#### What to do:
Reproduce each of the records below verbatim, keeping every line and coordinate unchanged.

#### Entries supplied:
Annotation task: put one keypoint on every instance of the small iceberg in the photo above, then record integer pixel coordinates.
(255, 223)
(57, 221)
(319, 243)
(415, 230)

#### Full output:
Annotation task: put one keypoint on every instance of the small iceberg in the photo above, then record integer pixel coordinates.
(255, 223)
(57, 221)
(319, 243)
(415, 230)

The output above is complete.